##### Extracted data
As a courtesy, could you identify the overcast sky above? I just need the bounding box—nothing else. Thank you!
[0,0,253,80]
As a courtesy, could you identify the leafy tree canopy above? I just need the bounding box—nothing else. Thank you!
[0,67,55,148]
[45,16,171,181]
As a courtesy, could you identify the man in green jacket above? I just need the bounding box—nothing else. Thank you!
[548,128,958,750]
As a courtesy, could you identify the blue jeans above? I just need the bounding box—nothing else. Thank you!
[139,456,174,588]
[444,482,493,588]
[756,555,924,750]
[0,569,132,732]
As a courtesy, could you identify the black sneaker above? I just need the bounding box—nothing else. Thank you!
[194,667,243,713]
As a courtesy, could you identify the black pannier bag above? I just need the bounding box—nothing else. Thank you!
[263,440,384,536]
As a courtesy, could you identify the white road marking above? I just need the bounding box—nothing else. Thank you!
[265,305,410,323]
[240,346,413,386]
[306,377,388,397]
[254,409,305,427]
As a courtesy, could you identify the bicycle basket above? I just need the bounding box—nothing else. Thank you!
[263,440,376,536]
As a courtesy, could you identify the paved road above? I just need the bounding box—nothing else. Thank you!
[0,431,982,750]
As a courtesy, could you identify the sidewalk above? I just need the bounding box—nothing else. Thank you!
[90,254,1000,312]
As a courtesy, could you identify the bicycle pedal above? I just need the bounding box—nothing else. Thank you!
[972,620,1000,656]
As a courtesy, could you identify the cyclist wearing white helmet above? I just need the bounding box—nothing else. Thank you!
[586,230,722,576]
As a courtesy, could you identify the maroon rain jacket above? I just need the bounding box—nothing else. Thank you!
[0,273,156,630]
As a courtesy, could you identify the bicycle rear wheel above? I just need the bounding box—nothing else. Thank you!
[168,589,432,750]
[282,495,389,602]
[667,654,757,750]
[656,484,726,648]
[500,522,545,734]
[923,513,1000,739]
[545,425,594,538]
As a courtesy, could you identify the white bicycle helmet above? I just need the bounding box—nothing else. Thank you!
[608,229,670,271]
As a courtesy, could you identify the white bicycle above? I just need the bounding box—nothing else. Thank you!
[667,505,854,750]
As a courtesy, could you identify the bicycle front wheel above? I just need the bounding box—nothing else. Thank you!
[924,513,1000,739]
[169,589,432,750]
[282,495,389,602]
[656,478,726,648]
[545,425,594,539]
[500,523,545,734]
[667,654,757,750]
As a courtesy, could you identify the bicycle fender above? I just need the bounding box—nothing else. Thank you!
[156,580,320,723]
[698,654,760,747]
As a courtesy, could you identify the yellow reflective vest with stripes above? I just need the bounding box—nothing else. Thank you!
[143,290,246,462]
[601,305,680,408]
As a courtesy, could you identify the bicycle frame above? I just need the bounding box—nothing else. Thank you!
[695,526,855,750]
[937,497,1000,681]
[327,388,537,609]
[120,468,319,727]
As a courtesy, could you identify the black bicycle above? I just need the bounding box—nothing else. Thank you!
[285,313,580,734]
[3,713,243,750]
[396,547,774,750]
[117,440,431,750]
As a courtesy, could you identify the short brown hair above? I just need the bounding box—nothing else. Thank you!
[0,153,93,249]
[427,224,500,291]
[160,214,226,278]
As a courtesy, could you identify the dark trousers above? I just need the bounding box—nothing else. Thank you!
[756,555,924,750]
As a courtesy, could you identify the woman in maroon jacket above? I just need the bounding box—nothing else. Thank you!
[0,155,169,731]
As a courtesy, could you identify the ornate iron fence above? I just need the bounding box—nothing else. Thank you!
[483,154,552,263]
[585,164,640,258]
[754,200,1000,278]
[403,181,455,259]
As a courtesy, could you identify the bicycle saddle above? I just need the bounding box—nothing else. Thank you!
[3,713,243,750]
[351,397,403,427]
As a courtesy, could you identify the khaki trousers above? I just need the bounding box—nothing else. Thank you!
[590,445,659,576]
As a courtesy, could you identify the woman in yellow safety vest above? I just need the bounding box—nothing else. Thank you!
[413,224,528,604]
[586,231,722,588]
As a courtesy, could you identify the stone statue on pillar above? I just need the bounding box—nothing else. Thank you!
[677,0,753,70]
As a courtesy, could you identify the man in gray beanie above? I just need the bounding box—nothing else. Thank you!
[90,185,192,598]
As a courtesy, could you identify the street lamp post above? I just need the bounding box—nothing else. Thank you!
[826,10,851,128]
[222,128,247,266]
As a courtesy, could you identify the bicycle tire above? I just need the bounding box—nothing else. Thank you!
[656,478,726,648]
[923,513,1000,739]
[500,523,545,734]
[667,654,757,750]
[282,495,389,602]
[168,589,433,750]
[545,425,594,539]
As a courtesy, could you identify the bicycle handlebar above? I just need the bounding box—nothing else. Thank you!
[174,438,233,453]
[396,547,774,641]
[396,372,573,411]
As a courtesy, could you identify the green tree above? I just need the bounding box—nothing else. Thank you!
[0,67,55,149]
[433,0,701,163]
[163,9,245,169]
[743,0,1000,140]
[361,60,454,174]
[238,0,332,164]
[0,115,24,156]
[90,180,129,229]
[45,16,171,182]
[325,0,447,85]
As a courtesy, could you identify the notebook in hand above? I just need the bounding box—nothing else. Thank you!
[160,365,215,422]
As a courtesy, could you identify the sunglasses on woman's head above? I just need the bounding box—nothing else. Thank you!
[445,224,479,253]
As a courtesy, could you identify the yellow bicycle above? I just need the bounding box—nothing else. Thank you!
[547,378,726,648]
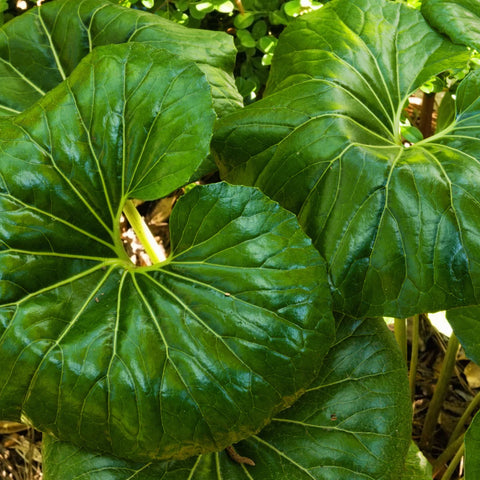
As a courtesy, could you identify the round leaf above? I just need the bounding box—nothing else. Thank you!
[213,0,480,317]
[0,0,242,115]
[44,318,411,480]
[0,43,333,460]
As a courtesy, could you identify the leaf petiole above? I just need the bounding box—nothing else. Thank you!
[123,200,165,264]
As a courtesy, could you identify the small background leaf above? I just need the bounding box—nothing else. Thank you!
[0,0,242,115]
[212,0,480,318]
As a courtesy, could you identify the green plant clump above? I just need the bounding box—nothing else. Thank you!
[0,0,480,480]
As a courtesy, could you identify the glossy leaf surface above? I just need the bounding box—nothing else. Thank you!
[44,318,411,480]
[465,413,480,480]
[0,0,242,115]
[0,43,333,460]
[422,0,480,50]
[213,0,480,317]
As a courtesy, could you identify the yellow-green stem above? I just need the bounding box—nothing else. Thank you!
[123,200,163,263]
[432,435,464,478]
[448,386,480,445]
[408,315,420,401]
[394,318,407,364]
[442,443,465,480]
[420,333,460,449]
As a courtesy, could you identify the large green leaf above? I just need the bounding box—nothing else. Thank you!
[447,305,480,365]
[0,0,242,115]
[213,0,480,317]
[44,318,411,480]
[0,43,333,460]
[422,0,480,50]
[465,413,480,480]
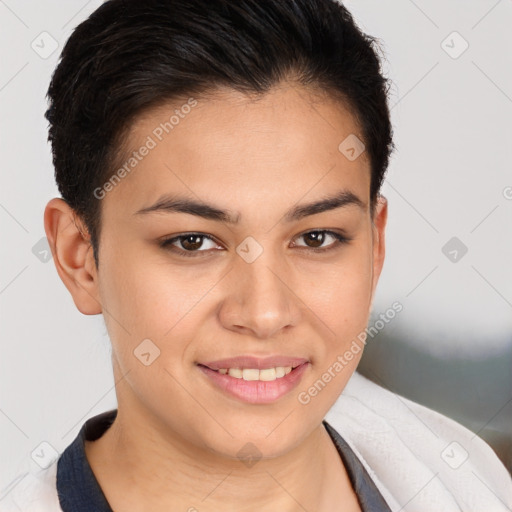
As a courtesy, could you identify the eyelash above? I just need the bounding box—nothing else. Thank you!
[160,229,352,258]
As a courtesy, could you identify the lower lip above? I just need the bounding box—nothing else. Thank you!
[198,363,309,404]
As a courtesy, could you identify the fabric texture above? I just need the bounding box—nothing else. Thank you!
[0,372,512,512]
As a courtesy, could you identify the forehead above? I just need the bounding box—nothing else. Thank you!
[103,83,370,219]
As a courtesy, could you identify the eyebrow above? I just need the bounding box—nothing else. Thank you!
[134,190,366,224]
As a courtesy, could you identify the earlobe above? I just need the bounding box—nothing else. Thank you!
[44,198,102,315]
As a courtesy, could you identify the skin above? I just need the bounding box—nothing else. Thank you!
[45,82,387,512]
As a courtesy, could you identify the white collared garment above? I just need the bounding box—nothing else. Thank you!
[0,372,512,512]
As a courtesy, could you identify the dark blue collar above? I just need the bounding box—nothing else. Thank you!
[57,409,391,512]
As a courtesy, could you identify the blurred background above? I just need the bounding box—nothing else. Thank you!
[0,0,512,499]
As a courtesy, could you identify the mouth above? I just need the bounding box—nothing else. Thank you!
[198,363,306,382]
[197,356,310,404]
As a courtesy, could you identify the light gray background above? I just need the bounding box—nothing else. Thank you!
[0,0,512,496]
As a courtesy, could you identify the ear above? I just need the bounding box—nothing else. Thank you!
[370,195,388,308]
[44,198,102,315]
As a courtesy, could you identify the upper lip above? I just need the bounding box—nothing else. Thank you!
[199,356,309,370]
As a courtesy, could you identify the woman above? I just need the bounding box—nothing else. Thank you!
[5,0,512,512]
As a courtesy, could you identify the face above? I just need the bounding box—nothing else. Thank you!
[75,84,386,457]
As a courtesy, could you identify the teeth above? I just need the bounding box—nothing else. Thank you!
[218,366,292,381]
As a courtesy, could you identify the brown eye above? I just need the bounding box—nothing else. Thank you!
[160,233,218,256]
[297,229,351,252]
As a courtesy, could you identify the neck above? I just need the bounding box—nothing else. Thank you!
[86,407,353,512]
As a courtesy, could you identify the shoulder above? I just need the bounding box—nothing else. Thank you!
[0,461,62,512]
[325,372,512,512]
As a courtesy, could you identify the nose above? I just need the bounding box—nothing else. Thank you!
[219,251,300,339]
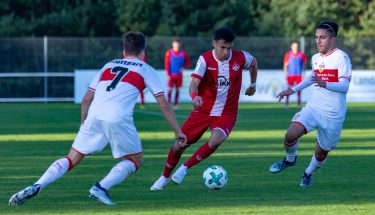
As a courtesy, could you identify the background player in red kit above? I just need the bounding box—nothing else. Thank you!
[151,28,257,190]
[164,38,190,109]
[283,41,306,109]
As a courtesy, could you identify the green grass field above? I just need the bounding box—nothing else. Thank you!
[0,103,375,214]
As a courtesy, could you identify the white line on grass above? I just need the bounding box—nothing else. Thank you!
[134,110,188,119]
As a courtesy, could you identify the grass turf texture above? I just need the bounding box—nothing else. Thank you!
[0,103,375,214]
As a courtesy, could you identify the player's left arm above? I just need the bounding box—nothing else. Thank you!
[245,57,258,96]
[312,75,350,93]
[81,89,95,124]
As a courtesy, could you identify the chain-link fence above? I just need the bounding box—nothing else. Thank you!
[0,37,375,101]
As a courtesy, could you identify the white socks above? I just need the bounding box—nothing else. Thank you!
[284,140,299,162]
[35,158,69,188]
[305,155,327,175]
[99,160,136,190]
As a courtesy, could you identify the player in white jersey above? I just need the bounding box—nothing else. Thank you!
[270,21,352,187]
[9,31,186,205]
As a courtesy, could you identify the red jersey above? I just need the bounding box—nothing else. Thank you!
[191,50,253,116]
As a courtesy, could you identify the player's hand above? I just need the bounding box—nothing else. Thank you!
[276,88,294,102]
[176,131,187,147]
[245,87,257,96]
[311,74,327,88]
[193,96,203,110]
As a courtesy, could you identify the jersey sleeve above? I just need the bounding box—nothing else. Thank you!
[283,51,290,65]
[89,68,104,91]
[182,51,190,69]
[242,51,254,69]
[338,53,352,81]
[144,66,164,97]
[164,50,171,76]
[191,55,206,79]
[301,52,306,64]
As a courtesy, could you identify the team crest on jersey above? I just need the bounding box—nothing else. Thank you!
[216,76,230,88]
[318,62,326,73]
[232,62,240,72]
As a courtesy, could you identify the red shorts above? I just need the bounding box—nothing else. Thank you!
[181,110,237,144]
[287,75,302,86]
[168,74,182,88]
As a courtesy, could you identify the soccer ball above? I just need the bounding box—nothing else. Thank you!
[203,165,228,190]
##########
[Task brief]
Reproduce the items above character for character, from the first line down to and including the line with "[0,431,982,750]".

[Solution for this task]
As a courtesy, could you identify the overcast sky above? I just need the bounding box—nothing else. Thank you!
[0,0,253,80]
As a courtesy, could you identify the leafy tree canopy above? I just need the bounding box—nothing else. Thank you!
[0,67,55,148]
[45,16,171,181]
As a courtesy, could you identify the man in green jacket above? I just need the bounding box—nothing else. Thank you!
[548,128,958,750]
As a courtesy, could you identify the blue jeans above? I just need the bounding box—nothing else. Thank you!
[139,456,174,588]
[444,482,493,588]
[756,555,924,750]
[0,569,132,732]
As a courtesy, could you identify the black sneaker above? I just need the bounding box—nothing else. Thank you!
[194,667,243,713]
As a courtesy, could you identify the black pannier bag above? I just need the bounding box—nothing else. Thank you!
[263,440,384,536]
As a courtesy, could you identify the white road marking above? I just need the bounding box—nothing else. Thank you!
[265,305,410,323]
[240,346,413,386]
[306,377,388,397]
[254,409,305,427]
As a courtesy, could you identify the bicycle basket above? I just need the bounding box—nothing else. Thank you!
[263,440,376,536]
As a courtesy, could you identify the paved road above? I just need the bounding box—nothing else. Thank you!
[0,431,982,750]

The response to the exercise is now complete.